:: About this exercise ::
Wherever a line below holds the word "sprig", copy that line.

:: Records for the exercise ::

--- START ---

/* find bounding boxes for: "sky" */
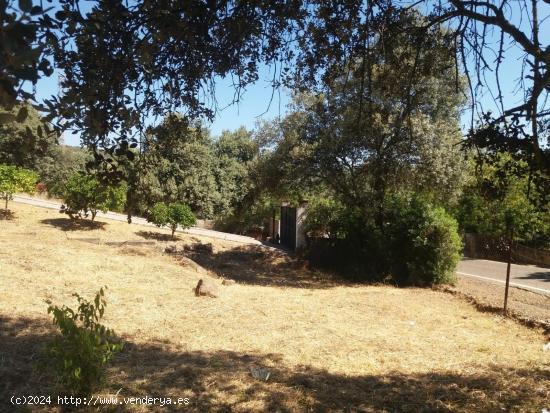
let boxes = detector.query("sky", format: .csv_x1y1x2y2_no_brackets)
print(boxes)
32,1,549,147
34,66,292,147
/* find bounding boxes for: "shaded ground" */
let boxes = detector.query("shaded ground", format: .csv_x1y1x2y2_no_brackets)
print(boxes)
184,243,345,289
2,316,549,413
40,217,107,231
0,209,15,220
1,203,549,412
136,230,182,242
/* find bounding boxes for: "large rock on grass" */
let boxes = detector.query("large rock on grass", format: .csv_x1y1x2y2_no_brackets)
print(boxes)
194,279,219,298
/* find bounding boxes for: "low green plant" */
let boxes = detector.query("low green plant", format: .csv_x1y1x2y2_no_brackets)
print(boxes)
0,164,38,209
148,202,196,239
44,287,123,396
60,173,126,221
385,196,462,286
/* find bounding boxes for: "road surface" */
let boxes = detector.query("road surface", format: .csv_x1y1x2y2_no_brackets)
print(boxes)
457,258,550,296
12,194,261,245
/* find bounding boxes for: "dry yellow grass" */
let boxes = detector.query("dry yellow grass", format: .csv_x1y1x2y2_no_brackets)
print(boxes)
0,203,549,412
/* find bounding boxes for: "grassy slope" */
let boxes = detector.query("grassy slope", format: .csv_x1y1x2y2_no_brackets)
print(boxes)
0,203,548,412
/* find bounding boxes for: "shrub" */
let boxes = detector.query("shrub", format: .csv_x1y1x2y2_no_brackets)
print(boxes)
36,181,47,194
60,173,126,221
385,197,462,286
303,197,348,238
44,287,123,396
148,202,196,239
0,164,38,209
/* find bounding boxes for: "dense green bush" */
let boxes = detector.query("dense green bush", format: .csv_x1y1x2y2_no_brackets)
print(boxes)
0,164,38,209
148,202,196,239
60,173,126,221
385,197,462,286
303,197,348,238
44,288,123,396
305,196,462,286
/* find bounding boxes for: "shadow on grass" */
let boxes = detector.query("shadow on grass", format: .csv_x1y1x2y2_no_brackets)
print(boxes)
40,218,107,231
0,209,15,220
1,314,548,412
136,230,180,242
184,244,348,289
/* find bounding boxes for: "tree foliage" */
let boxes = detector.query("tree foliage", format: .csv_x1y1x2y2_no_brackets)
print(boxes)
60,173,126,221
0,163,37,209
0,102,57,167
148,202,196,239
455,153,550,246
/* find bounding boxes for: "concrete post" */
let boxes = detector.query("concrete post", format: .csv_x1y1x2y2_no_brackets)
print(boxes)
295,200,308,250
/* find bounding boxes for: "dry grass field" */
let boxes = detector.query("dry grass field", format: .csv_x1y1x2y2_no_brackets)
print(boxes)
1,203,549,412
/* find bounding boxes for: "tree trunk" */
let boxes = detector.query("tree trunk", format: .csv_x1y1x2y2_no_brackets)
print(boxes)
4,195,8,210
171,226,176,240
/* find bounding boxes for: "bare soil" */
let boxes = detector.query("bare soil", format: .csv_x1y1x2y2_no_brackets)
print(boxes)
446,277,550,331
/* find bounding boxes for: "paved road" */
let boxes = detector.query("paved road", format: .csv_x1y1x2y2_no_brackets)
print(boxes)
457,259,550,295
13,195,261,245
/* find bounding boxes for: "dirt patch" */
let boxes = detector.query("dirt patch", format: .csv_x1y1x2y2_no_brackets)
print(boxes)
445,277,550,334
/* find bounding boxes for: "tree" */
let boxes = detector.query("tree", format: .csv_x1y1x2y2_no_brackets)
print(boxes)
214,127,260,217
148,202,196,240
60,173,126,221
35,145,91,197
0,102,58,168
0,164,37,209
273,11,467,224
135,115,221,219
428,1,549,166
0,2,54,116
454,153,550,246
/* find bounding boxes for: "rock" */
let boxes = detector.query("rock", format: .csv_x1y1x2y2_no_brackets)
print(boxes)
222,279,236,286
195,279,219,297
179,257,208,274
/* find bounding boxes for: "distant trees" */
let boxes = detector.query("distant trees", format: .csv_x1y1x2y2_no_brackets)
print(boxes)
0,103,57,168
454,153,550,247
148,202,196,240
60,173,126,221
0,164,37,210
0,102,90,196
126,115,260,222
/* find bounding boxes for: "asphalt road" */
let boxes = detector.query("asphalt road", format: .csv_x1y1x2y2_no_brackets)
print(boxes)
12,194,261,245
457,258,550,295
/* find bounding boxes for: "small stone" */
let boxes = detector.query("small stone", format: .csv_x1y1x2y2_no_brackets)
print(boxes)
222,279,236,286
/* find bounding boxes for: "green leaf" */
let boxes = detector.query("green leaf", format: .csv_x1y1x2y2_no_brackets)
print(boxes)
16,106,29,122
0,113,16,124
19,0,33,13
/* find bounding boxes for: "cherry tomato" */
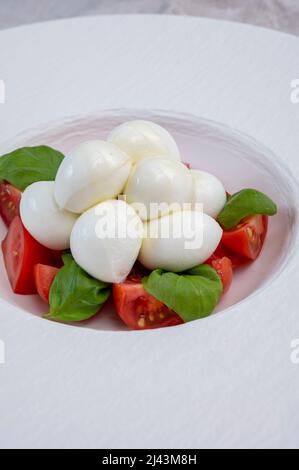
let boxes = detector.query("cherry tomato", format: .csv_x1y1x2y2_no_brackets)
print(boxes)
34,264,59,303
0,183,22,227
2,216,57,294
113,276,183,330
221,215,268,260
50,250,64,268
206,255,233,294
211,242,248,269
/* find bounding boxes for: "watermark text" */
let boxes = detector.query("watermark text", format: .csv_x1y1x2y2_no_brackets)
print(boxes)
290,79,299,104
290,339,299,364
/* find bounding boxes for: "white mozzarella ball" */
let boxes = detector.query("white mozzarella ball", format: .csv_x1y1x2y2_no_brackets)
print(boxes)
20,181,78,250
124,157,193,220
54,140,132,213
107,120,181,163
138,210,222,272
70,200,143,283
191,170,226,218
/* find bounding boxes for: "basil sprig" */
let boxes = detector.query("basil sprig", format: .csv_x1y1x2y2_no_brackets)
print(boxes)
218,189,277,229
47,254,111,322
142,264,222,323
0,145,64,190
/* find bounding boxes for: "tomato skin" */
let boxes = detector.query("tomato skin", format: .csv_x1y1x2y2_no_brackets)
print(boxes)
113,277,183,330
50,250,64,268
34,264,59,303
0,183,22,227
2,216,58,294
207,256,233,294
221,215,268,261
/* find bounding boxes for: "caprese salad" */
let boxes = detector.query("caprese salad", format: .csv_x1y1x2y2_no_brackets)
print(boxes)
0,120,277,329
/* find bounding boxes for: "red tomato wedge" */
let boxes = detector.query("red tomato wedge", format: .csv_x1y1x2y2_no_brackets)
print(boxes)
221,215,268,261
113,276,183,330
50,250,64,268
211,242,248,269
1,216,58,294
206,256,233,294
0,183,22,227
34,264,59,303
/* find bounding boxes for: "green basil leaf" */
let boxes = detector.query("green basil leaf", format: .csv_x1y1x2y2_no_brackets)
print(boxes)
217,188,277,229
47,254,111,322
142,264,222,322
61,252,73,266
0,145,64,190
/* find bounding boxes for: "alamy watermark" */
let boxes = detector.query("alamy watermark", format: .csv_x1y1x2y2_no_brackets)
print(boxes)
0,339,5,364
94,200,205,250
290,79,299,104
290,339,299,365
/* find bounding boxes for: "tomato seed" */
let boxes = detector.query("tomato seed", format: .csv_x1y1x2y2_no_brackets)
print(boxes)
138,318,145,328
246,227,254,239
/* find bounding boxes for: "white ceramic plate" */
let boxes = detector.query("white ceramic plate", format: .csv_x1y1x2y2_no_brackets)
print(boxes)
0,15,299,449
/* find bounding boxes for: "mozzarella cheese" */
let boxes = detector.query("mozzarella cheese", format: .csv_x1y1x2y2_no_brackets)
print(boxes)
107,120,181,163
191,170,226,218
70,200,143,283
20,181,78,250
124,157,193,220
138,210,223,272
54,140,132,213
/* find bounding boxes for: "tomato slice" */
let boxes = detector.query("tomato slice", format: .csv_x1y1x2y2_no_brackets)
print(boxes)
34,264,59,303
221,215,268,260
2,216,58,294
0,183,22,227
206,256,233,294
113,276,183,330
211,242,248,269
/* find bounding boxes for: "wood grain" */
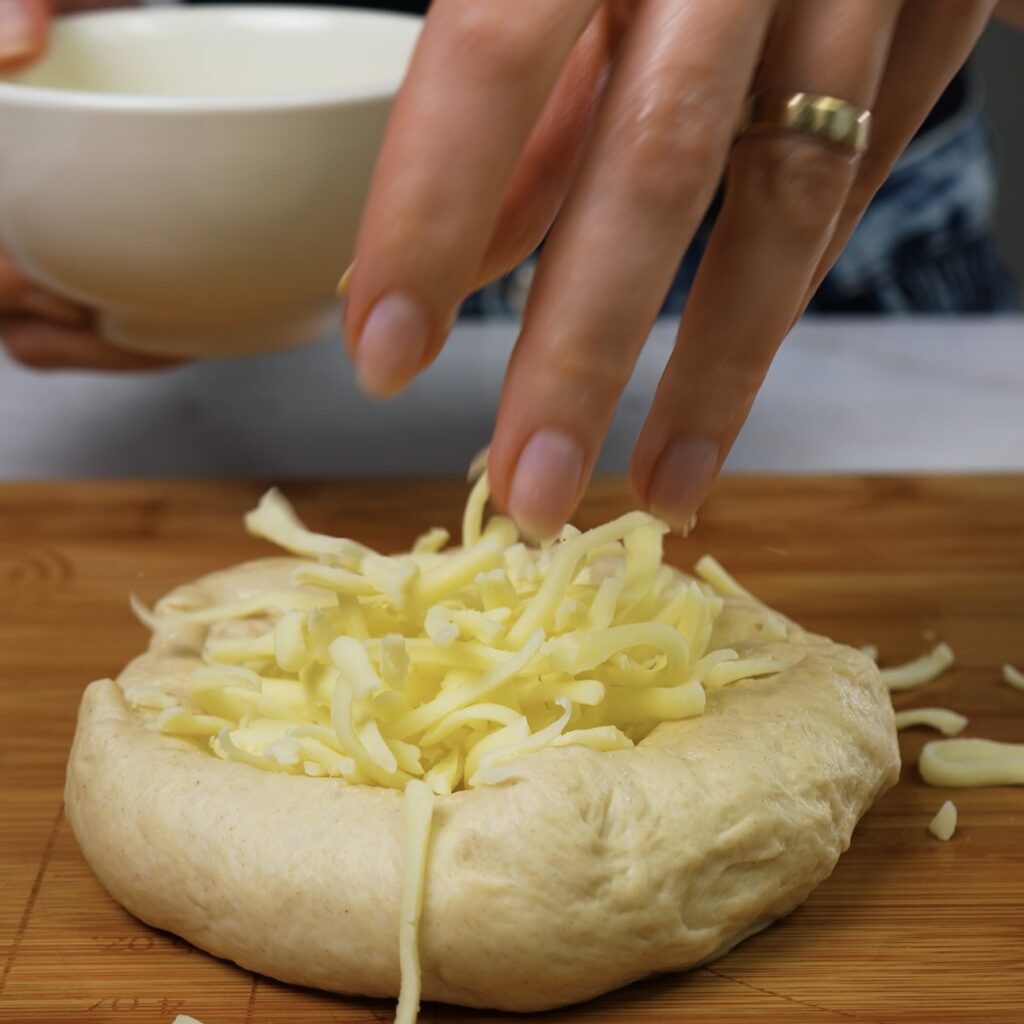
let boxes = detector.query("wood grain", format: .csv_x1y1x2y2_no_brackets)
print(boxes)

--- END ---

:: Response box ::
/* find bounding boxes for: "basil sprig" */
let boxes = detector.query("basil sprig", format: .csv_x1y1x2y2_no_brackets)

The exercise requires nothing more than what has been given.